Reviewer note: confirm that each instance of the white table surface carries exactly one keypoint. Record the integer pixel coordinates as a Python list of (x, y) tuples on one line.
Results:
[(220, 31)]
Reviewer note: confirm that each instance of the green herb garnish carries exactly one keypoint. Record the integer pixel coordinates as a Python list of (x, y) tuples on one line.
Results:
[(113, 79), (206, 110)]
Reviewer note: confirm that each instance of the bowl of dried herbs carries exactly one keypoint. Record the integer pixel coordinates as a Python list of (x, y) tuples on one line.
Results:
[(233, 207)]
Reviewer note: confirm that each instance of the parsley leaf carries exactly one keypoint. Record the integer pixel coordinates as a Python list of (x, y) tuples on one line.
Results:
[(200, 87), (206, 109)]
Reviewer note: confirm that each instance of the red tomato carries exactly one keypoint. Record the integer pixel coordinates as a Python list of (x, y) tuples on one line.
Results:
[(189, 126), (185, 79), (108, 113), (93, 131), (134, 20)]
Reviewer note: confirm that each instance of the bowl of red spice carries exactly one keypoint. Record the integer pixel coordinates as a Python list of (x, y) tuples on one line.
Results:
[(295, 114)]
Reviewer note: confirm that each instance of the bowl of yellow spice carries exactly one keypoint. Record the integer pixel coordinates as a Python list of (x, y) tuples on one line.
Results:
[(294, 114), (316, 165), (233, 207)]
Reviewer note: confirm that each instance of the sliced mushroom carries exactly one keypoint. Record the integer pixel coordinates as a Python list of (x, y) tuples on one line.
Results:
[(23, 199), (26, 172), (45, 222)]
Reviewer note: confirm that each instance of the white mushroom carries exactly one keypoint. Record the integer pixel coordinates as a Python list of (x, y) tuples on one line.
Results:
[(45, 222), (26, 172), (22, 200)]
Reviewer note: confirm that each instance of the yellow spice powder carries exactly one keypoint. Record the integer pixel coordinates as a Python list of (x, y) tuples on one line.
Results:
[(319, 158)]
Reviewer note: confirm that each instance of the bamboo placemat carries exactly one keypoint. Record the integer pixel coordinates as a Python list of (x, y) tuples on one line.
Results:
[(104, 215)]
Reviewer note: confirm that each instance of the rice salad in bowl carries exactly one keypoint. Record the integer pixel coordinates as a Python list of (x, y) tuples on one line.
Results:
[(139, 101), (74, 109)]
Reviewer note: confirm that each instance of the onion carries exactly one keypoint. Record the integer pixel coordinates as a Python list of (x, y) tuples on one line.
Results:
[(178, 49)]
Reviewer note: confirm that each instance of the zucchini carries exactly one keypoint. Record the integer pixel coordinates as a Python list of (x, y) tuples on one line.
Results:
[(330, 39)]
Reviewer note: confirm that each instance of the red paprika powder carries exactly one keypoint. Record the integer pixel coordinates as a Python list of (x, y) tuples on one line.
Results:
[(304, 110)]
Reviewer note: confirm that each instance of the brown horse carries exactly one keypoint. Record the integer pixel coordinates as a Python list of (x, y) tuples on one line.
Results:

▶ **Problem**: Return every line of the listing above that contains "yellow".

▶ **Reply**:
Reviewer note: confirm that each instance of the bowl of yellow spice carries exactly one keypoint. Record the integer pixel coordinates as a Python list of (x, y) tuples on one line.
Reviewer note: confirm that each instance of the yellow spice powder carries exactly one keypoint. Record the integer pixel coordinates as a Python list of (x, y) tuples on one line.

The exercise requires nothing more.